[Dataset records about object locations]
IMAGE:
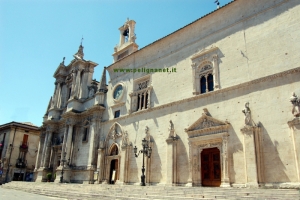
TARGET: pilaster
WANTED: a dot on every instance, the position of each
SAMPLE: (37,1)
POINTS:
(171,160)
(250,156)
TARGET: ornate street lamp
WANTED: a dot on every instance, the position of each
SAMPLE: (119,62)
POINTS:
(62,169)
(146,152)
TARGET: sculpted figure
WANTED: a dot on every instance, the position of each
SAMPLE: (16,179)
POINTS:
(91,92)
(147,134)
(247,114)
(205,123)
(296,105)
(125,139)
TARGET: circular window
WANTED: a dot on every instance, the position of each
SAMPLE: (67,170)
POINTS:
(118,92)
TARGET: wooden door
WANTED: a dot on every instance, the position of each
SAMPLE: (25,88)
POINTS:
(210,167)
(114,172)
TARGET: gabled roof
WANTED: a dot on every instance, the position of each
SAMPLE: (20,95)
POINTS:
(201,18)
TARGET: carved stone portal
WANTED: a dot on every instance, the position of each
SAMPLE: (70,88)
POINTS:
(207,132)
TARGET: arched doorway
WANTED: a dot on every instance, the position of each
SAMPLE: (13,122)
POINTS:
(114,165)
(211,167)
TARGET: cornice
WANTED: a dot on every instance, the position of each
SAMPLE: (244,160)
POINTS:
(118,105)
(200,96)
(203,52)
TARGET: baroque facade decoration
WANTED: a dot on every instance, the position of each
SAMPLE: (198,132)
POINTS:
(18,151)
(212,101)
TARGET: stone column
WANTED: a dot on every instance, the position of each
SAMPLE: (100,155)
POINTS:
(206,83)
(40,151)
(84,91)
(189,182)
(224,162)
(140,103)
(63,148)
(171,160)
(54,95)
(92,132)
(73,84)
(58,104)
(250,157)
(69,141)
(216,72)
(48,149)
(295,137)
(123,167)
(194,78)
(100,164)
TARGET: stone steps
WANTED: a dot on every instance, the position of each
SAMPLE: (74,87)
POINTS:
(80,191)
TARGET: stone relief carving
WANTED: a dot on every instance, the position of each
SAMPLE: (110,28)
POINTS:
(206,123)
(295,100)
(247,113)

STATED EXERCISE ::
Without the pictures, return all the records precisely as they stand.

FINISHED TASK ::
IMAGE:
TARGET: pilaster
WANTED: a dot on every instance, the position of each
SAMPLE: (37,1)
POINTS:
(171,160)
(250,156)
TARGET: ornate street lamp
WANTED: a dot on every instance, the position of each
SAMPLE: (119,62)
POINTS:
(62,169)
(146,152)
TARGET: sculpted figure
WANTED: a dot on every instance, the position of each
SAMPLE: (16,179)
POINTS:
(91,92)
(147,134)
(247,114)
(205,123)
(296,105)
(125,139)
TARGET: circular window
WANTED: a dot on every instance, the position of each
SAMPLE: (67,170)
POINTS:
(118,92)
TARGET: wooden door
WANTED: a dot on every instance, the position of each
SAMPLE: (25,88)
POINTS:
(210,167)
(114,172)
TARGET: gabled roof
WANTED: a dot on every instance, the position of each
SAMPLE: (20,95)
POINTS:
(201,18)
TARGET: carved stone portal
WANTED: a dot on every instance, the position of each
SAMPLE: (70,88)
POINTS:
(207,132)
TARGET: arched doorway
WANTED: a dot on every instance, the position of each
SAMPLE: (13,122)
POINTS:
(114,165)
(211,167)
TARGET: cornice
WANTED: a dot on every instance, the position of each
SAMPLE: (244,160)
POINTS:
(118,105)
(200,96)
(203,52)
TARGET: baroque facade decoration
WANTED: a dot on every instance, the position of each
SAMPLE: (198,132)
POINTS:
(18,151)
(212,101)
TARGET: stone column
WANTED: a dot on every instance, the position of each
SAMPLE: (100,155)
POINTS:
(206,83)
(40,151)
(84,91)
(189,182)
(224,162)
(140,103)
(63,148)
(171,160)
(54,95)
(92,132)
(73,84)
(58,104)
(250,157)
(69,141)
(216,72)
(48,149)
(295,137)
(123,167)
(194,78)
(100,164)
TARGET: stone steps
WANTED: a dot on every instance, the position of each
SAMPLE: (74,87)
POINTS:
(80,191)
TARGET: stone relief carving
WANTED: a dot on every instance, the position of each
SAMPLE: (110,28)
POINTS:
(206,123)
(295,100)
(247,113)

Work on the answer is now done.